Report how many lines in the entries below contain the word "white". Give only the number.

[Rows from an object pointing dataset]
....

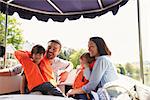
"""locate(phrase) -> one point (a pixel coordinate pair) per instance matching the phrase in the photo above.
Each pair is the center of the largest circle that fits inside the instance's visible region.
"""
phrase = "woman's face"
(93, 49)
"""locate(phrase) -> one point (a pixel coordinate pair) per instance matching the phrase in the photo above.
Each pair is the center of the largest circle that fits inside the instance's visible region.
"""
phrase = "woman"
(103, 71)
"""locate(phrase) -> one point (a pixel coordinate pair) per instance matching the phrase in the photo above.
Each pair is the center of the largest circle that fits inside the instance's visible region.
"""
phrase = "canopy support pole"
(140, 42)
(5, 37)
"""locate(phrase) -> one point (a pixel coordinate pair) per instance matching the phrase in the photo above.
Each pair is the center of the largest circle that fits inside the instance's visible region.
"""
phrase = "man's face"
(52, 50)
(37, 58)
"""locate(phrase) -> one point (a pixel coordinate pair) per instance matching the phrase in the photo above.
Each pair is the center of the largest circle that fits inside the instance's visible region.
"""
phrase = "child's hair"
(87, 56)
(38, 49)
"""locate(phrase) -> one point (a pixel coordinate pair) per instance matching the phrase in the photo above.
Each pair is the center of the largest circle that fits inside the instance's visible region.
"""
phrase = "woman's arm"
(97, 73)
(75, 91)
(22, 84)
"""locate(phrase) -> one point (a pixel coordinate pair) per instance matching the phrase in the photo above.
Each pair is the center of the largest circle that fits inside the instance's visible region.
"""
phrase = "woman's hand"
(71, 92)
(75, 91)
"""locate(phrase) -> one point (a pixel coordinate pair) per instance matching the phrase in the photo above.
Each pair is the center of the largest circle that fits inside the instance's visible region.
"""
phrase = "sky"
(120, 32)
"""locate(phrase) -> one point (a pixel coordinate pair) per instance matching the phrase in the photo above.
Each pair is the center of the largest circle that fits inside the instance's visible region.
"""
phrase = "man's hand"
(63, 76)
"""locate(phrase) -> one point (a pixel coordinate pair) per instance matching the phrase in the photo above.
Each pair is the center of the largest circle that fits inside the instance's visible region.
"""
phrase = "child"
(86, 65)
(37, 53)
(34, 66)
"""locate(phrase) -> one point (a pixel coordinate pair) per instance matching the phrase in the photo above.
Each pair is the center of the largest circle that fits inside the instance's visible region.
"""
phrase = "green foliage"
(132, 70)
(14, 35)
(74, 57)
(65, 53)
(121, 69)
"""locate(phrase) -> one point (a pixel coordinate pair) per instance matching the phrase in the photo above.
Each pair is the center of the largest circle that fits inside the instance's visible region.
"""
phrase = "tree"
(14, 35)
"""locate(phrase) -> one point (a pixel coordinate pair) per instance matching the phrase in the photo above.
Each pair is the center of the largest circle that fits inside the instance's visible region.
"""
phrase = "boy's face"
(52, 50)
(37, 58)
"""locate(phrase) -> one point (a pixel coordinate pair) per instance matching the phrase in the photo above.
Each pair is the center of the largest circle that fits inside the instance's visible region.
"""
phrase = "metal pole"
(5, 37)
(140, 43)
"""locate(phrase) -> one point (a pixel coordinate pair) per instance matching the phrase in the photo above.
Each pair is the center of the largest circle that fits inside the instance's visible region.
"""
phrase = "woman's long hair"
(101, 46)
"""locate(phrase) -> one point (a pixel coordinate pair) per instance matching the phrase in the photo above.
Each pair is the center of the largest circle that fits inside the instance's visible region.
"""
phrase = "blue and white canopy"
(59, 10)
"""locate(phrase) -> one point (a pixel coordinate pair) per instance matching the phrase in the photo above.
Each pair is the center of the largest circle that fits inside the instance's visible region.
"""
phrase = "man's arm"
(11, 71)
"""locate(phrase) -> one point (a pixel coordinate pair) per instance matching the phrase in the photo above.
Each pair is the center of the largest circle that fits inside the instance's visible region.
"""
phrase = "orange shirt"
(47, 71)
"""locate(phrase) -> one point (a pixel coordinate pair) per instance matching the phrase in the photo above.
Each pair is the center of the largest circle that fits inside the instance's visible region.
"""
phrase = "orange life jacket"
(35, 75)
(80, 80)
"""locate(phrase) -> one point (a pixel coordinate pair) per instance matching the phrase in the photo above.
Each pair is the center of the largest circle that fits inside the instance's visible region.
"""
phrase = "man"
(61, 67)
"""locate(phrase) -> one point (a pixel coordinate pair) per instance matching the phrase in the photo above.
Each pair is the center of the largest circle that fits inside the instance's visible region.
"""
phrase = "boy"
(35, 66)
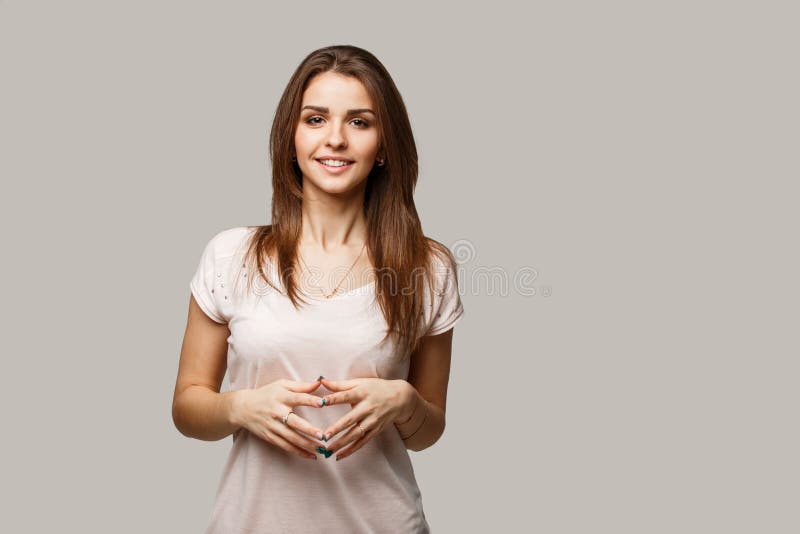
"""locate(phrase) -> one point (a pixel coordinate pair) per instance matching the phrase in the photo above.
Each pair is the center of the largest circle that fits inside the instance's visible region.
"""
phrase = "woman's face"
(337, 121)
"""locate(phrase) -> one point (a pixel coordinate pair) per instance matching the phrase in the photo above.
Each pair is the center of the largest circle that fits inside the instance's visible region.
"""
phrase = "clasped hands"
(376, 402)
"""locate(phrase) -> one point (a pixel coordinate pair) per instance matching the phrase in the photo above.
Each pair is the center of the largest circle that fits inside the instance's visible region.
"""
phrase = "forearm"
(425, 426)
(204, 414)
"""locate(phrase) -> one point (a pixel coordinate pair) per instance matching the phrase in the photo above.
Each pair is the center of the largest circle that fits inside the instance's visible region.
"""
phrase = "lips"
(335, 169)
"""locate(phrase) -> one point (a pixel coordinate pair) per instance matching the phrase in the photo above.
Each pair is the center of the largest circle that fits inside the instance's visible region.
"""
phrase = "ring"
(286, 417)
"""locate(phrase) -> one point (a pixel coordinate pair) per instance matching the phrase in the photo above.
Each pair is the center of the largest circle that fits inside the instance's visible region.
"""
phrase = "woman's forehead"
(336, 92)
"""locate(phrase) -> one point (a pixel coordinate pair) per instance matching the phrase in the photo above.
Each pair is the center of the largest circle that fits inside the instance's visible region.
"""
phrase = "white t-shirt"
(264, 489)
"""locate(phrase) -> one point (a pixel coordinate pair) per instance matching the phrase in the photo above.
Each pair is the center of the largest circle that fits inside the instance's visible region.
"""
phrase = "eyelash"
(365, 124)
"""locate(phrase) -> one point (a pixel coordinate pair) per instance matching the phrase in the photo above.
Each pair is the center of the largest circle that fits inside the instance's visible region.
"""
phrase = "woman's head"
(339, 75)
(340, 78)
(336, 140)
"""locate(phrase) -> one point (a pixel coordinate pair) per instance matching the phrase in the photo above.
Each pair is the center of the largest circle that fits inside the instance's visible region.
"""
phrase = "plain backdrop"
(638, 160)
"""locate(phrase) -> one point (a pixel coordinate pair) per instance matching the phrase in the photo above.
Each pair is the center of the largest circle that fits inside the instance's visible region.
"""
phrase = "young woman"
(335, 322)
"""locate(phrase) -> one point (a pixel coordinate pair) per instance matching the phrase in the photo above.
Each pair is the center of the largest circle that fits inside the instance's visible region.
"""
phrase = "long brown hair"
(400, 253)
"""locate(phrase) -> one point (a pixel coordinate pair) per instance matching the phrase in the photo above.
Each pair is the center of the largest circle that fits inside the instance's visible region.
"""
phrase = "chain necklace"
(335, 289)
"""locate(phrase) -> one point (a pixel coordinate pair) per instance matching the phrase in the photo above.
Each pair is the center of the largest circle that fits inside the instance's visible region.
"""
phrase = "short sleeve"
(204, 281)
(447, 306)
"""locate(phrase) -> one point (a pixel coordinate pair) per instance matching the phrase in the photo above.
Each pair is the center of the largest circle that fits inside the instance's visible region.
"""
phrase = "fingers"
(291, 432)
(347, 419)
(301, 399)
(302, 387)
(355, 438)
(298, 423)
(340, 385)
(342, 397)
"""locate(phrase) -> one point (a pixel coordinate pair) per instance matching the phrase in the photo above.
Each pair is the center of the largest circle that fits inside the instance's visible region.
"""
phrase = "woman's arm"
(199, 410)
(423, 421)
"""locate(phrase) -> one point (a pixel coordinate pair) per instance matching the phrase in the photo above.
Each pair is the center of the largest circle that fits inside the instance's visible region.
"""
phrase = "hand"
(376, 403)
(261, 412)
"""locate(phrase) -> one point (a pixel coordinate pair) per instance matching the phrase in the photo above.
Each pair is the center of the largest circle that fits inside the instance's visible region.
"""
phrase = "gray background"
(639, 156)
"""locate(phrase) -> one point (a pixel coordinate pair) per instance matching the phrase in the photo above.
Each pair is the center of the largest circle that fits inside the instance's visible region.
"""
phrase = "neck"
(330, 224)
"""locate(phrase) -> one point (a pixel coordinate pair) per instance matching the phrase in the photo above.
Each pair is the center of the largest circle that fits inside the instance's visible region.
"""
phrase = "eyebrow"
(349, 111)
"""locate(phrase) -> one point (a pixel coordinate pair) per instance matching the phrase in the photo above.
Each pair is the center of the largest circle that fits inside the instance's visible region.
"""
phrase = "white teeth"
(334, 162)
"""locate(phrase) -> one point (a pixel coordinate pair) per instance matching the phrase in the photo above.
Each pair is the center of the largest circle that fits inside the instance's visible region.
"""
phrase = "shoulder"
(442, 262)
(231, 241)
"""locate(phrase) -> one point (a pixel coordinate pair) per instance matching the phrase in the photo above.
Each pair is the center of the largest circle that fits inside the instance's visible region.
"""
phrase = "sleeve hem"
(450, 323)
(205, 306)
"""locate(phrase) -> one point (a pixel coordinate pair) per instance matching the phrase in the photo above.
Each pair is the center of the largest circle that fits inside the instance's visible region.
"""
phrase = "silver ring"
(286, 417)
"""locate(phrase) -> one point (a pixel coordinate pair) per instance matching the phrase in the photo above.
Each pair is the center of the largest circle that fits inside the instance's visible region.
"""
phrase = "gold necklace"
(335, 289)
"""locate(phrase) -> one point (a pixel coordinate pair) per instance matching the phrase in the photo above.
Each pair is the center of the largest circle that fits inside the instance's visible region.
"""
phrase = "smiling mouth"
(335, 163)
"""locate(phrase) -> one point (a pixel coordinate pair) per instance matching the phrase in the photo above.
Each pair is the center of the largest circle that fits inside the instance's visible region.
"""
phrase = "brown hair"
(398, 249)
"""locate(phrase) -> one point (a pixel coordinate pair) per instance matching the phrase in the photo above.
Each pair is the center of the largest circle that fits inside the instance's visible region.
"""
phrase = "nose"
(336, 136)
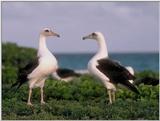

....

:: CORRECT RESPONSE ::
3